[TASK BRIEF]: Reply with exactly the lines from the one that contains "eyebrow and report the pixel coordinates." through the last line of the records below, and with no other lines.

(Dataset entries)
═══

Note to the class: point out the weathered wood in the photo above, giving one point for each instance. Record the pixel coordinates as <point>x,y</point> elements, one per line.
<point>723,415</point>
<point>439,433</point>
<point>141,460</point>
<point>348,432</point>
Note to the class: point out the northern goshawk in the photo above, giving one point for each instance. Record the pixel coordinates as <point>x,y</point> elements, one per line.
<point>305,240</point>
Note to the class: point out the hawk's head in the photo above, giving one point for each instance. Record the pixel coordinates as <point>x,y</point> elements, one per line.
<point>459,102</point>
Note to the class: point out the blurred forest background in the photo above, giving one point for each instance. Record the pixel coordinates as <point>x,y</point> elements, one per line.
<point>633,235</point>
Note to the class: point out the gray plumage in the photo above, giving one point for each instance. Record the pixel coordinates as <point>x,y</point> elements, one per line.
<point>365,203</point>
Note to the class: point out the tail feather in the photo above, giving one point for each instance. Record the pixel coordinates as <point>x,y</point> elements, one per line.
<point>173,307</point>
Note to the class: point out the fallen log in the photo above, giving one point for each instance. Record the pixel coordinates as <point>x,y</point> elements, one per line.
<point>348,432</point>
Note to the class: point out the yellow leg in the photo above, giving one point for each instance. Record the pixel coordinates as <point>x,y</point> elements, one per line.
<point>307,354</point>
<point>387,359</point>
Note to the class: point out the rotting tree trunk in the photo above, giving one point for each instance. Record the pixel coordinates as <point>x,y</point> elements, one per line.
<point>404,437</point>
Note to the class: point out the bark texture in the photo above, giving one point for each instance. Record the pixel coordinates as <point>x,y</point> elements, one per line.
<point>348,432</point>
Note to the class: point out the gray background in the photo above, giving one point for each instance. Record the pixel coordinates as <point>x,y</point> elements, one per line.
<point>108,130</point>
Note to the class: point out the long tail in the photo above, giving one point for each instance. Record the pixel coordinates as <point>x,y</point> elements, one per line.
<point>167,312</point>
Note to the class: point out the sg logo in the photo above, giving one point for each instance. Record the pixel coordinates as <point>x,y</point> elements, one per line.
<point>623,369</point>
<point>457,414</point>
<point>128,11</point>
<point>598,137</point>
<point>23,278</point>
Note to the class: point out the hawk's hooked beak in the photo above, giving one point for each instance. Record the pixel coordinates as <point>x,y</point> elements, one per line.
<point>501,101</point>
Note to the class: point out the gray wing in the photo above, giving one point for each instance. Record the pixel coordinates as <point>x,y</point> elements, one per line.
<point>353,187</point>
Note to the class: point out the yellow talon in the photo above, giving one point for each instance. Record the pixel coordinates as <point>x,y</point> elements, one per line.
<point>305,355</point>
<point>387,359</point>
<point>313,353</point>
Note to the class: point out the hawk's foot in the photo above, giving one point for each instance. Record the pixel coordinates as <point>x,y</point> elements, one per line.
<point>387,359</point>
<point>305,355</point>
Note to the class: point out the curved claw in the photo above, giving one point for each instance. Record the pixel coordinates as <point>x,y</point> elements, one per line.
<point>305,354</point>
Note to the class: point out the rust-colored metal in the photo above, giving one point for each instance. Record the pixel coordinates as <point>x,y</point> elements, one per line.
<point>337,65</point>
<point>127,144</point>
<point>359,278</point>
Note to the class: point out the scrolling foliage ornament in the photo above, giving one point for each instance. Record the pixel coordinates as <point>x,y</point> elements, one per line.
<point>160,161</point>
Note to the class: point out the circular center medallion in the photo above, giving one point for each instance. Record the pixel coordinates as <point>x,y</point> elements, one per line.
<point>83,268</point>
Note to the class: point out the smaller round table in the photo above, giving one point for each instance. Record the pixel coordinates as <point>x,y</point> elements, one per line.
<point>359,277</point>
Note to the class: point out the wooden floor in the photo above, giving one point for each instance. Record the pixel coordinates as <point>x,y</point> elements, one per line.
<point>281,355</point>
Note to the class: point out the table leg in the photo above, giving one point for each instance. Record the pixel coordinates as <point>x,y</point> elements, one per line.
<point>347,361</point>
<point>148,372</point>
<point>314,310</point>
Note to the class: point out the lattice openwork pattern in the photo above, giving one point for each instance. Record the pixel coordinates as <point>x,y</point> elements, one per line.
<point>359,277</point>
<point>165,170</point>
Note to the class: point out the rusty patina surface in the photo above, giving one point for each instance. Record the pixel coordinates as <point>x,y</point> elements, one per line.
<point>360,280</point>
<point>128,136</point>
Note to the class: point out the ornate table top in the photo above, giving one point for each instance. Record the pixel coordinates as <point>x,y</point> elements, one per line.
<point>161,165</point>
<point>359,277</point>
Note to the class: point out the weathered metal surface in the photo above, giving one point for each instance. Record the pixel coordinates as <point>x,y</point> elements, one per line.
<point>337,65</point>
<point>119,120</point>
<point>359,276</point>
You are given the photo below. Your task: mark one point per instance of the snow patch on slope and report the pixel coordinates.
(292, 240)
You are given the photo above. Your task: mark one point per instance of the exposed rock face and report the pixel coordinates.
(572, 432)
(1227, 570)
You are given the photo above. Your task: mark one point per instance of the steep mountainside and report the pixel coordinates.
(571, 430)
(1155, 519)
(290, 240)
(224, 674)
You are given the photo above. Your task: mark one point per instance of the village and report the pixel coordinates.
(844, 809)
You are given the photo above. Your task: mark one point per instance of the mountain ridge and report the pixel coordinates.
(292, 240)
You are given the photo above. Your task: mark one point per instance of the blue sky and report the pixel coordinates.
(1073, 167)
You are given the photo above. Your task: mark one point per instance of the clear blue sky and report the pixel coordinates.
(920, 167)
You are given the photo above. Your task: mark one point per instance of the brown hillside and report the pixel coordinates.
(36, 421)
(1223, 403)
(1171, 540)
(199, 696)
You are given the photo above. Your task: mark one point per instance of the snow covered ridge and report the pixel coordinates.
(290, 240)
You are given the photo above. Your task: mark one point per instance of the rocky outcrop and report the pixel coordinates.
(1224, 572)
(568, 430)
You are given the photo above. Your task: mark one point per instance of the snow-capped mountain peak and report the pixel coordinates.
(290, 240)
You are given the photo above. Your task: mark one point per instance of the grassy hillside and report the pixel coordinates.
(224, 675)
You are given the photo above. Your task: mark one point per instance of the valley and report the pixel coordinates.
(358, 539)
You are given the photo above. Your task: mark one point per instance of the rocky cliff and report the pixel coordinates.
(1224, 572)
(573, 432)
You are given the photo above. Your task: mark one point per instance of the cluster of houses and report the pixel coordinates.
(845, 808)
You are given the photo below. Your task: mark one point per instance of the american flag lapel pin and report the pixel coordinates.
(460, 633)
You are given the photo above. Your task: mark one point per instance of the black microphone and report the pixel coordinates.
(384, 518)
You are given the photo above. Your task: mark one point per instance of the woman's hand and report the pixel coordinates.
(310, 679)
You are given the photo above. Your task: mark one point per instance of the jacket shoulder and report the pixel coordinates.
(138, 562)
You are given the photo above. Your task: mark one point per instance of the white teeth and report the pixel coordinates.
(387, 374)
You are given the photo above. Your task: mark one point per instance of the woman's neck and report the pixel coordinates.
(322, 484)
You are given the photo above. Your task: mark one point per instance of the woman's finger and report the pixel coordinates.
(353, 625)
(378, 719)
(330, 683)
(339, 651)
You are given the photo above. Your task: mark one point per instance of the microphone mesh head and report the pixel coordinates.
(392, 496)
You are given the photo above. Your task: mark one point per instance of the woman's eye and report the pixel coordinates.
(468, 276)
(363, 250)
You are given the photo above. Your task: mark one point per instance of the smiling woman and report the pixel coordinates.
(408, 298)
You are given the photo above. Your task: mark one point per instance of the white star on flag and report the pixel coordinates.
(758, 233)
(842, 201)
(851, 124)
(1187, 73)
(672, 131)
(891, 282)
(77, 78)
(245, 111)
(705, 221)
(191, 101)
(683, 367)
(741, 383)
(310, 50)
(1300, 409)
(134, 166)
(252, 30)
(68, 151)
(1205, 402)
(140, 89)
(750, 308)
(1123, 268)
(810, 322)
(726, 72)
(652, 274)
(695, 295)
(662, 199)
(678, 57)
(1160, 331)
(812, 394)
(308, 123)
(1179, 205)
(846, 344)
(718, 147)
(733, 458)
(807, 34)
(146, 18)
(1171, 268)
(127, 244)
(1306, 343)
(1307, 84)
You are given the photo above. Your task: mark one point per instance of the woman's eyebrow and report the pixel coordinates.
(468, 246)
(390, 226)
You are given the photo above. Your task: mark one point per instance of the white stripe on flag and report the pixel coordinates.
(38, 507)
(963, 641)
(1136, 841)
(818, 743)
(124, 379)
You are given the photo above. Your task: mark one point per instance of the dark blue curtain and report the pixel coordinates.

═══

[SOLUTION]:
You are given the photo above. Your task: mark one point per instance of the woman's eyebrow and report the pixel coordinates.
(468, 246)
(390, 226)
You are given the photo above. Your task: mark one point per instance of the white stripe on flag and report the pixel coordinates.
(38, 507)
(963, 641)
(1136, 841)
(818, 743)
(124, 379)
You are given the photo above. Your task: mark one point per instance of the dark blue curtain and report the pixel coordinates.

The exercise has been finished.